**Input records:**
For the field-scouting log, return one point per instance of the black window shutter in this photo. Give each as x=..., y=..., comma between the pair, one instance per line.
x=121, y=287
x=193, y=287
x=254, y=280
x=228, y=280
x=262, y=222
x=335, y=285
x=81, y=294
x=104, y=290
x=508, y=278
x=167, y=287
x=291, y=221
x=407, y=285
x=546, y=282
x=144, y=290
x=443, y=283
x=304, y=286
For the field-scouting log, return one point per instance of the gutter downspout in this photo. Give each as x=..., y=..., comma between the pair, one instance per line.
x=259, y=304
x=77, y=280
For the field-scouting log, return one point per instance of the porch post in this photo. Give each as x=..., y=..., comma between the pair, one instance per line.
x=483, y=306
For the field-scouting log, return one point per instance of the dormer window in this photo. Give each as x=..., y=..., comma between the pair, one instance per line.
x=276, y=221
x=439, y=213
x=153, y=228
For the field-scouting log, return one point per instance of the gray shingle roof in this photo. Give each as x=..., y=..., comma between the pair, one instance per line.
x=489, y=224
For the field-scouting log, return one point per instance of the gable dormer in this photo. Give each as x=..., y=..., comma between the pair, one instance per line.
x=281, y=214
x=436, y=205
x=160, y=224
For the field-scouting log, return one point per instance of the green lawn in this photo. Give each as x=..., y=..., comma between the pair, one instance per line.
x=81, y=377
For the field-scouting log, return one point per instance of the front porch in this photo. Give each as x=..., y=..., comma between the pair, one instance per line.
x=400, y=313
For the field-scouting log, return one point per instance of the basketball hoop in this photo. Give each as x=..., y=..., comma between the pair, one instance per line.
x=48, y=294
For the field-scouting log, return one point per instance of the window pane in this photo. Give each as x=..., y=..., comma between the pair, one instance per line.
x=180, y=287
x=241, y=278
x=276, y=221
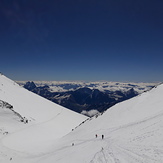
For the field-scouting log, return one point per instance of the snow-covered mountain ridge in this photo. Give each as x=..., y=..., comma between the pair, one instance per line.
x=87, y=98
x=132, y=130
x=63, y=86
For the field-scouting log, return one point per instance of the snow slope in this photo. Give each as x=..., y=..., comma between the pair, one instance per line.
x=46, y=121
x=133, y=133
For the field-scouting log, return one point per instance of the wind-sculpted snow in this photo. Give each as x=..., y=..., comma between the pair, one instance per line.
x=132, y=130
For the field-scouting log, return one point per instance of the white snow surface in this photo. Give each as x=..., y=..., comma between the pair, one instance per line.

**Assignment:**
Print the records again exactly, pictures excluded.

**Response to this task:**
For the field-scouting log, return one point per instance of the black window shutter in this photo. Give each as x=..., y=..., comma between the pair, one instance per line.
x=121, y=287
x=193, y=287
x=254, y=280
x=228, y=280
x=262, y=222
x=335, y=285
x=81, y=294
x=104, y=290
x=508, y=278
x=167, y=287
x=291, y=221
x=407, y=285
x=546, y=282
x=144, y=290
x=443, y=283
x=304, y=286
For the field-scouting log, return one point per instance of the gutter downspout in this photo. Give each as x=..., y=..., comma between the pair, one instance per line.
x=259, y=304
x=77, y=280
For the field-scouting log, return one point per instance of the porch post in this photo. Give each as x=..., y=..., comma between the pair, one instance per line.
x=483, y=306
For the field-scouting log, return one point per instance of the dormer window in this photo. Give each as x=..., y=..., comma between the pair, one instance per line.
x=276, y=221
x=439, y=213
x=153, y=228
For the field-scouting log, return one point per instance of the gray shingle roof in this photo. Give each as x=..., y=..., comma between the pair, one instance per line.
x=489, y=224
For the field-scouting log, return one point per instance of the gable dormer in this photo. Give each as x=..., y=..., comma between the pair, one instance per line.
x=281, y=214
x=436, y=205
x=160, y=224
For the field-scouting log, return one point per instance of the green lawn in this photo. Give each as x=..., y=..., comma between the pair, one instance per line.
x=81, y=377
For the field-scouting log, return one point per instance of the front porch in this photo. Give each as x=..., y=..., comma between the pair, one instance per line.
x=400, y=313
For the field-scouting log, return one point per instance of the basketball hoop in this photo. Give each as x=..., y=..., comma between the pair, one instance per line.
x=48, y=294
For the field-scouting log, return one point per instance of the window pane in this photo. Give each as x=..., y=..., comma between the pair, one instance per line.
x=180, y=287
x=241, y=278
x=276, y=221
For the field-scouting log, return one point per instance of the snow-covered mountain ridge in this photo. Give each as x=..., y=..., comma between the pair, one instance per line.
x=87, y=98
x=132, y=130
x=63, y=86
For the field-scouting log, return one point per instance of the snow slope in this photo. Give each as x=..., y=..., comma between the pair, one instance per line.
x=46, y=121
x=133, y=133
For the field-scouting log, return one point per instance of the wind-sculpted snow in this photo. Give each as x=..., y=..., comma between the pair, one instance per line.
x=132, y=130
For the field-scouting log, return one point per instance of the white snow surface in this photo. Give each as x=..., y=..., comma between the pair, one instance per line.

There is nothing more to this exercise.